> INFORMATION GIVEN:
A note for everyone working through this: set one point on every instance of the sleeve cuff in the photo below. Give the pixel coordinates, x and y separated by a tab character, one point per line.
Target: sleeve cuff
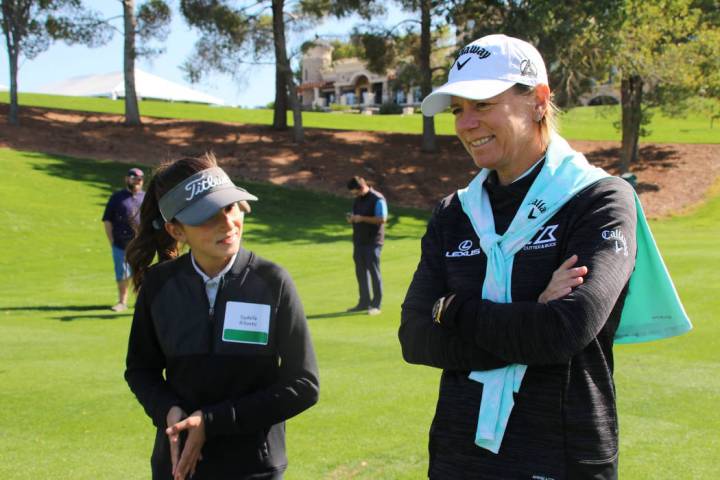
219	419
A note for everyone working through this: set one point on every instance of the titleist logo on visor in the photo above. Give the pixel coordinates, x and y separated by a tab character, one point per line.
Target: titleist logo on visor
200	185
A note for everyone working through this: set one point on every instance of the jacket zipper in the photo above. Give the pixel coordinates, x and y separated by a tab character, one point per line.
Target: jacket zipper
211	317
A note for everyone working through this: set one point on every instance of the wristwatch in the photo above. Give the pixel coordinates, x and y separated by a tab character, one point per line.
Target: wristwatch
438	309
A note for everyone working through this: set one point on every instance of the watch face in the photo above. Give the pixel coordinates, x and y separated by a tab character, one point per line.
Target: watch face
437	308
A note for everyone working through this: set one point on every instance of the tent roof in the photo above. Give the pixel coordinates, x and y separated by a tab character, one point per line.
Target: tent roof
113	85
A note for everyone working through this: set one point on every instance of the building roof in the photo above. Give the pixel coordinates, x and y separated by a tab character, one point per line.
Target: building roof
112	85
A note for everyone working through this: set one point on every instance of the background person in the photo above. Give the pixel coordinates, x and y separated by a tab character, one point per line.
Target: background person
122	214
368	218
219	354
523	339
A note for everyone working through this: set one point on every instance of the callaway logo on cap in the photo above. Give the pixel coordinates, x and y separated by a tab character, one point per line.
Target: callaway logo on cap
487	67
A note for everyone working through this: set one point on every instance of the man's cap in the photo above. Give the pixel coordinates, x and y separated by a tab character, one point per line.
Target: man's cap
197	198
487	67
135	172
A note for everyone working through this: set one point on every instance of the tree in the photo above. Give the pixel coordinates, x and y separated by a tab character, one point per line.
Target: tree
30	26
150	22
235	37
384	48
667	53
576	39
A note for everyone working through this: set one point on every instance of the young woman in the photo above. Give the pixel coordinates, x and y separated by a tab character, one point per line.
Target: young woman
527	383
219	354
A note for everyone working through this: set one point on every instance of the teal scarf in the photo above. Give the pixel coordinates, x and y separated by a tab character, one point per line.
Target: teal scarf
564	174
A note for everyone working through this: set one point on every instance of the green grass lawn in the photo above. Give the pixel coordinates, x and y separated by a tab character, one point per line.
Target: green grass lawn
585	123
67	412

---

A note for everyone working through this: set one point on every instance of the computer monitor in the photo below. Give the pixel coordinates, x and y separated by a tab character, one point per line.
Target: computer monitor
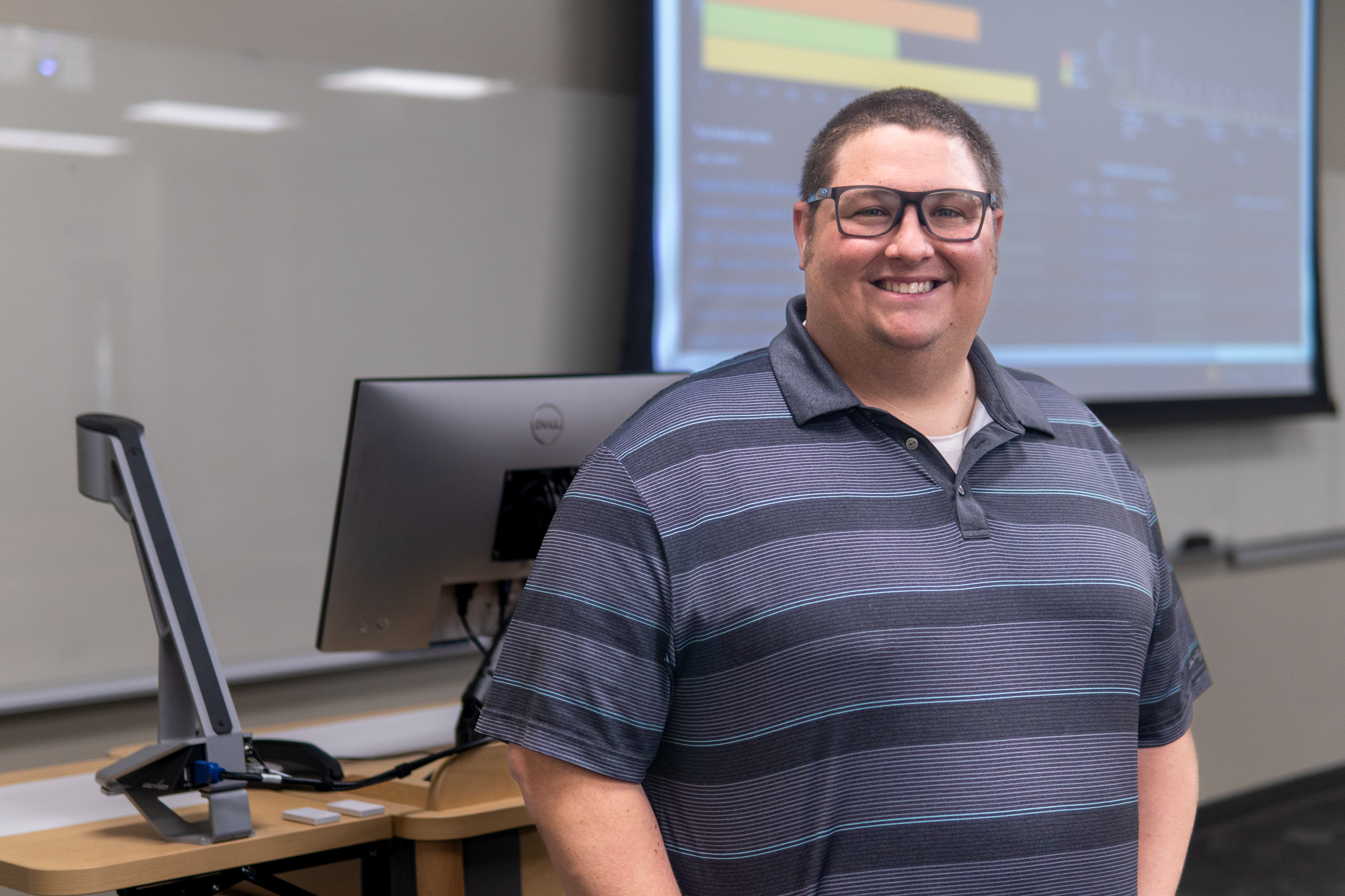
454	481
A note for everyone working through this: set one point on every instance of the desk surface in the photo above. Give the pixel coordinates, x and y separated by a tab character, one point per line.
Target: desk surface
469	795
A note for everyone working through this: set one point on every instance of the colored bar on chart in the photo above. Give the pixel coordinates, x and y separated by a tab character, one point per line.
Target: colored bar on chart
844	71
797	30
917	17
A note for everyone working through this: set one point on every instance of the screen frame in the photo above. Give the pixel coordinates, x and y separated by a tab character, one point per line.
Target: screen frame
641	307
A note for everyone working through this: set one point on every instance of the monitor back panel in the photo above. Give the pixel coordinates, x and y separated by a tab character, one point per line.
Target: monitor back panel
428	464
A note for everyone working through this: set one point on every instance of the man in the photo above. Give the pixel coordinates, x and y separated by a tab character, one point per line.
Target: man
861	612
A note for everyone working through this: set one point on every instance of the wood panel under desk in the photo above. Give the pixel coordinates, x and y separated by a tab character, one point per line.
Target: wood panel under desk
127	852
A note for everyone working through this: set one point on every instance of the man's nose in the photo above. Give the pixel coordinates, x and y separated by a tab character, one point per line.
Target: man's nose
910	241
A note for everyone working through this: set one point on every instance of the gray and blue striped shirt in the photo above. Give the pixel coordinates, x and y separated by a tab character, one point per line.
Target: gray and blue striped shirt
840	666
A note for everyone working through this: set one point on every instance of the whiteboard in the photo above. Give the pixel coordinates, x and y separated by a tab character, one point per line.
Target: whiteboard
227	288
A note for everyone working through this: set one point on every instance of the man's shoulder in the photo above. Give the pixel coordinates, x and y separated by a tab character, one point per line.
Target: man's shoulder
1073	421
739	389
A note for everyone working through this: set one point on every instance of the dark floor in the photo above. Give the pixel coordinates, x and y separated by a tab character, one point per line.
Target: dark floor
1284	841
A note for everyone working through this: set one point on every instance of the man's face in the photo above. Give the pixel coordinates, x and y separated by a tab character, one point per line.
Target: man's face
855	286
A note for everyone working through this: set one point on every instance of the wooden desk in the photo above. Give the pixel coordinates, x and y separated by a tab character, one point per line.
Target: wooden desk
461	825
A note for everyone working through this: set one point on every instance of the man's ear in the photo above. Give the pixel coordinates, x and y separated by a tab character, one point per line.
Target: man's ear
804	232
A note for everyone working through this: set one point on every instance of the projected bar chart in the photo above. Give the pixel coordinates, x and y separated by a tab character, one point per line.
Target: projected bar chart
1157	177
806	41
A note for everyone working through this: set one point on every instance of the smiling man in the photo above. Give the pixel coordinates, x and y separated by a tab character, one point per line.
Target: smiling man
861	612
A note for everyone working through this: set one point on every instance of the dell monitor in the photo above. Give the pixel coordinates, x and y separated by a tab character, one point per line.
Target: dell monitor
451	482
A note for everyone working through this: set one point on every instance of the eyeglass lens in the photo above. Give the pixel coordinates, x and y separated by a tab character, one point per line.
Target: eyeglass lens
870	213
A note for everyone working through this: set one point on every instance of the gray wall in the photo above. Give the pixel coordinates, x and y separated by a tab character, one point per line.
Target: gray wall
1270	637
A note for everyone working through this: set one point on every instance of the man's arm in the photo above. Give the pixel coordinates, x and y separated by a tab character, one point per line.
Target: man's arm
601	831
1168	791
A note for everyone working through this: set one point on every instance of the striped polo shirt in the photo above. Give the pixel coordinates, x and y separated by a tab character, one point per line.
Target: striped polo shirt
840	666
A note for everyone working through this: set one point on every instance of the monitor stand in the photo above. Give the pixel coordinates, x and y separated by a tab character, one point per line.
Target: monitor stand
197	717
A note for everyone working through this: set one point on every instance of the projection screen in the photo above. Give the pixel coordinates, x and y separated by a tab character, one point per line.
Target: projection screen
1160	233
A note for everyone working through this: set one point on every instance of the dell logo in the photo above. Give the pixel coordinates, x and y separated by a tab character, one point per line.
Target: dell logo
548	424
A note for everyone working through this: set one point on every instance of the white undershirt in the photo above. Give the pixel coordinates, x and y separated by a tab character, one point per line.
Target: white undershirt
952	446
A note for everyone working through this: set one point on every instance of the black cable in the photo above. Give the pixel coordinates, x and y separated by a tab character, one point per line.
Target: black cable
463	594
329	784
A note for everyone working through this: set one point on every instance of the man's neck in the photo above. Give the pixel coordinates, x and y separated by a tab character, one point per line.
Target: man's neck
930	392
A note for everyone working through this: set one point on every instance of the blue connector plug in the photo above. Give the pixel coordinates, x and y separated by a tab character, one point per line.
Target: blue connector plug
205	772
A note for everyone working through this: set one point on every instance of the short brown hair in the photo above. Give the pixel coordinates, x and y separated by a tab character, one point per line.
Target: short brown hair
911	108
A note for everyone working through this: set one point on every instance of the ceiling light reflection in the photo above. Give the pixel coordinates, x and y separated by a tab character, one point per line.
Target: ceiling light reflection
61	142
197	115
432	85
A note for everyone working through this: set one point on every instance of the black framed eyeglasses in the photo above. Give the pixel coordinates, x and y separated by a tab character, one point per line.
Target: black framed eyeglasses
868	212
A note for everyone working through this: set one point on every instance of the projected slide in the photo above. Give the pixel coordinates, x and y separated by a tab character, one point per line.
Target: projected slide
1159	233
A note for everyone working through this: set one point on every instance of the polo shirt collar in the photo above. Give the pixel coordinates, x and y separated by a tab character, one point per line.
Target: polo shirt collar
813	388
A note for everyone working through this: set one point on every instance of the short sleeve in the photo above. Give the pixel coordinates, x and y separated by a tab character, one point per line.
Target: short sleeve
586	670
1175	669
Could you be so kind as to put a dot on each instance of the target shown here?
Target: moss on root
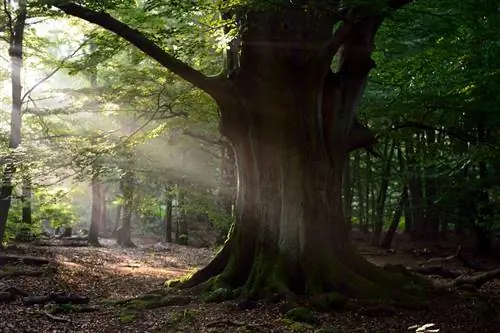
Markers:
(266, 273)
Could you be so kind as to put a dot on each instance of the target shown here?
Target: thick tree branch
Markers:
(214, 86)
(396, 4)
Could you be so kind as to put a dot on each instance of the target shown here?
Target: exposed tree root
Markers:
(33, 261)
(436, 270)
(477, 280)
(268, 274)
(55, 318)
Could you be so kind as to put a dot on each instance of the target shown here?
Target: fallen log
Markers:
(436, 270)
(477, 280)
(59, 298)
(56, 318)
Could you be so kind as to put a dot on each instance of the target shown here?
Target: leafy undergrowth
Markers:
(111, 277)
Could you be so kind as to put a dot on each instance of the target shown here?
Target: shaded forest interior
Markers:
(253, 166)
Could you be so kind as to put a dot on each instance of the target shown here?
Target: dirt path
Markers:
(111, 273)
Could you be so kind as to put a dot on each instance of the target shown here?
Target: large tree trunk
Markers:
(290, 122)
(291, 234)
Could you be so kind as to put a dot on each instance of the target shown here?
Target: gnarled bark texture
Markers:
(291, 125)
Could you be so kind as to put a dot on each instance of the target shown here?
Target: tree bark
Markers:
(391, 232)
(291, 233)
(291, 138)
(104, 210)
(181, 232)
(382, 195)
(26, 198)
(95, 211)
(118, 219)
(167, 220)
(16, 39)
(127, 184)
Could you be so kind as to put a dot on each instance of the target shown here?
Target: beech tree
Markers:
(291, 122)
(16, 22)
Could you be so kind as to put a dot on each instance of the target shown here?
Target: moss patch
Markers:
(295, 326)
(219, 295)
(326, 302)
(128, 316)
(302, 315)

...

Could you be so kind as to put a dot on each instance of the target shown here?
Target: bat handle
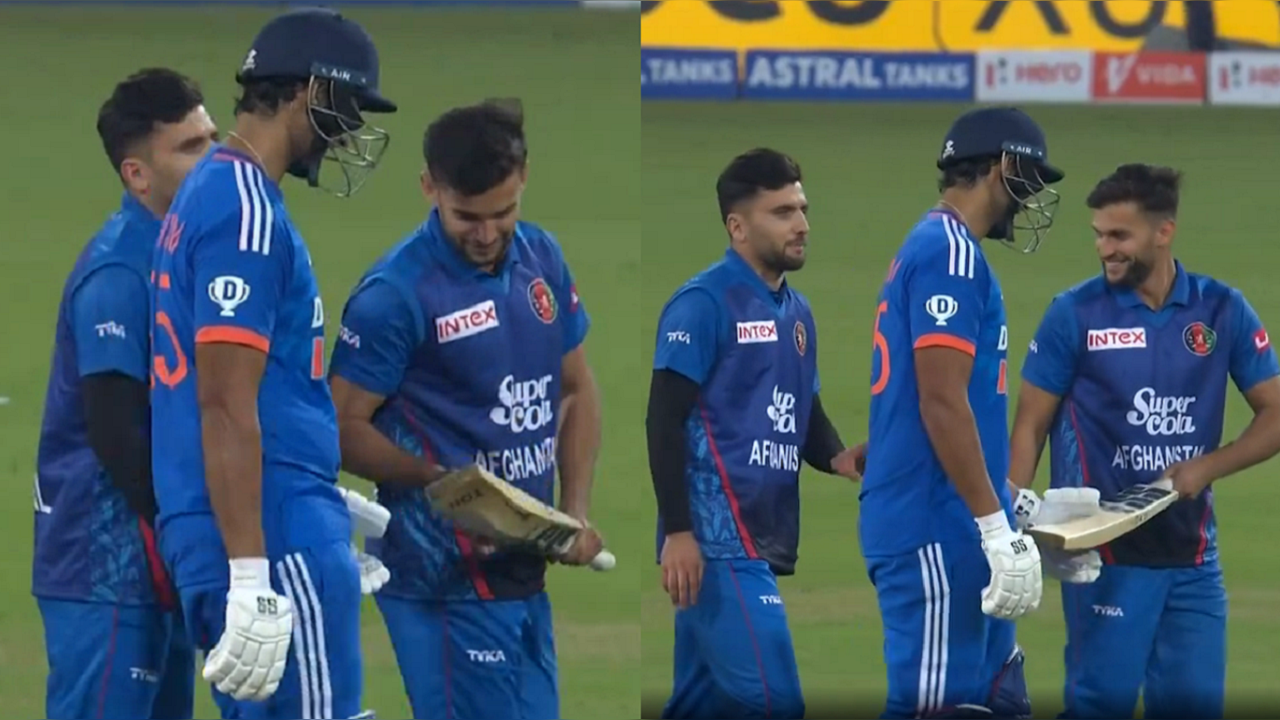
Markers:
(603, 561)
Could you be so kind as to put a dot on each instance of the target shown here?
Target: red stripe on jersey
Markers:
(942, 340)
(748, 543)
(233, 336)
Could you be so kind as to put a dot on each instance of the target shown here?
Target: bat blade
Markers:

> WORK TO COMPLETE: The answer should consist of every line from the listing above that includes the word "moss".

> WRITTEN RESPONSE:
Target: moss on root
Target: moss patch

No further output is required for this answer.